The tasks:
a) Summarize the forum thread on silt as a tank substrate in two sentences.
b) In the forum thread on silt as a tank substrate, what did the yard soil settle out to in the 1000 ml graduated cylinder test?
c) Carry on the forum thread on silt as a tank substrate from the point where it stops.

Excerpted passage:

# silt as substrate?



## peridot (Feb 24, 2005)

Am fairly experienced with NPT and am setting up a new tank.
Is fine silt an good substrate for aquatic plant growth?

We moved in the last two years and before the move I had a very successful NPT with yard dirt but that was Vermont dirt. Now I live in Maine. Since the move our yard dirt that is very silty. This soil is typical of the region and considered not very good for agriculture tho' it does support a decent lawn. Did a test on it using 1000 ml graduated cylinder and it settled out at 5% sand, 5% clay and 90% fine silt or something like that.
I used a very similar soil from similar location in a remarkably unsuccessful 20 gal NPT; the plants grew decently for about 6 months and then got slower and slower, and BBA started to take over. Turbidity was not a significant problem.

Am considering making a mix like 70% silt, 20% MG Organic Choice and and 10% sand for the new tank. (Will cap with gravel of course) Really want to get substrate right; awfully hard to modify once the tank is up and running!

What do you think? Thanks

Mary


----------



## nkambae (Nov 6, 2007)

Do you live on flood plain? Typically silty soils are found in flood plains, ancient lake beds, and the like. If so, your soil could already be 'mineralized' and could be fine as is. Or go ahead and amend it slightly with the soil and have a slightly longer lasting soil base. Either way you should be able to have a very nice npt.

Dataset excerpts:
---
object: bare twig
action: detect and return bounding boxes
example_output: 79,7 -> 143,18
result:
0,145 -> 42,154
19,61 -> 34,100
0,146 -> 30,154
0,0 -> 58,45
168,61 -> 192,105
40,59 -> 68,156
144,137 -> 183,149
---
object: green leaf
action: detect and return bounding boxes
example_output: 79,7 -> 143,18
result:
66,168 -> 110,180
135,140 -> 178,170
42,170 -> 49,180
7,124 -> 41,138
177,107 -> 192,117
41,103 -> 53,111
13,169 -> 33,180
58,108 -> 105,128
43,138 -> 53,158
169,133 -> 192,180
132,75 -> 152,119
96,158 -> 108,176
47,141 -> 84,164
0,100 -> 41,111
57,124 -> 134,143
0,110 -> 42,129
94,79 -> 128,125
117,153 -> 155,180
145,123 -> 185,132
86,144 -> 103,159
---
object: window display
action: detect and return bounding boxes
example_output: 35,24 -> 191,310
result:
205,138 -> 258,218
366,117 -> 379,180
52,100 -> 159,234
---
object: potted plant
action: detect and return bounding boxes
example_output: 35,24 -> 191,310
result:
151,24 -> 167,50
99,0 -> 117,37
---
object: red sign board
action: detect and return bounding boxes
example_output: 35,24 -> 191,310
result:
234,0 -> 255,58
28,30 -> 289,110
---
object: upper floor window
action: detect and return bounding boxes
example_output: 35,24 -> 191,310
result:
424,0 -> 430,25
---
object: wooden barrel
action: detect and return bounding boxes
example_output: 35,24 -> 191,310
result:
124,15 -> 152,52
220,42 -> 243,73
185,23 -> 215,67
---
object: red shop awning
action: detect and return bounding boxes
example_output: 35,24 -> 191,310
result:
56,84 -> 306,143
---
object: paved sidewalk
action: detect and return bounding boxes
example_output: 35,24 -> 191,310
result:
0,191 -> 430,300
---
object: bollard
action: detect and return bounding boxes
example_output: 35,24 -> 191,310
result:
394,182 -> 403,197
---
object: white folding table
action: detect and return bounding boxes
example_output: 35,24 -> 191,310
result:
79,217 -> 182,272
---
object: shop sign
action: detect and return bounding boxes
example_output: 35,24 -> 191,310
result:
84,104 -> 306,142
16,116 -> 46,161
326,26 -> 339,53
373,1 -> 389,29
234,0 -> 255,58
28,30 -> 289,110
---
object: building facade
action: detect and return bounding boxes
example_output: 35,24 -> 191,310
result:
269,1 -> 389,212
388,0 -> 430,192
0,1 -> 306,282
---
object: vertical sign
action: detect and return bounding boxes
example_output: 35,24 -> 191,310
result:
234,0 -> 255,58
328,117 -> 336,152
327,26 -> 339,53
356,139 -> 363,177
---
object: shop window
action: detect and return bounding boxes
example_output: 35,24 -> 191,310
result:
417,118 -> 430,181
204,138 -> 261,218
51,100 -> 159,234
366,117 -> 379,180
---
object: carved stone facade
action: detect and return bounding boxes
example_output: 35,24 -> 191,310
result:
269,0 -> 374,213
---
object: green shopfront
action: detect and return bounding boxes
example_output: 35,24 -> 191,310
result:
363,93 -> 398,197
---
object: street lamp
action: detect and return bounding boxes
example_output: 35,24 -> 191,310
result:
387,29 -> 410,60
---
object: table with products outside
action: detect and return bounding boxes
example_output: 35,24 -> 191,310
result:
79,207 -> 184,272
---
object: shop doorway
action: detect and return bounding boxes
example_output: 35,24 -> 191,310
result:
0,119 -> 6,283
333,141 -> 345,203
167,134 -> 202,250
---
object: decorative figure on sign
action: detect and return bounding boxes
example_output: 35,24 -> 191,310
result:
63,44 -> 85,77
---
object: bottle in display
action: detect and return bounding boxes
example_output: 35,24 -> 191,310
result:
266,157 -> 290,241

The replies:
a) A poster asks whether fine silt, like the very silty yard dirt at the poster's new home in Maine, is a good substrate for aquatic plants, noting that a similar soil gave a 20 gal NPT where plants slowed after about six months and BBA took over. The poster considers a mix of 70% silt, 20% MG Organic Choice and 10% sand capped with gravel, and a reply says silty soil from a flood plain may already be "mineralized" and could be used as is or amended slightly.

b) About 5% sand, 5% clay and 90% fine silt.

c)
I have used bagged topsoil, worm castings, mineralized soil, Red River Valley black dirt (read VERY fine, silty, and fertile), and forest dirt in my npt's and I have had good success with each of these sources of soil.

Hope this helps a bit and good luck.

stu


----------



## davemonkey (Mar 29, 2008)

Sounds good to me, but I might try to find some clay loam or other clay soil somewhere to mix in (for nutrient load and storage). That might give you longer life with it than the 6 months you had in the 20. I'm getting ready to redo a 10 gal for the same reason. The tank was doing GREAT for about 1 year...and then suddenly it's as though the system is completely devoid of nutrition...even with overfeeding the fish.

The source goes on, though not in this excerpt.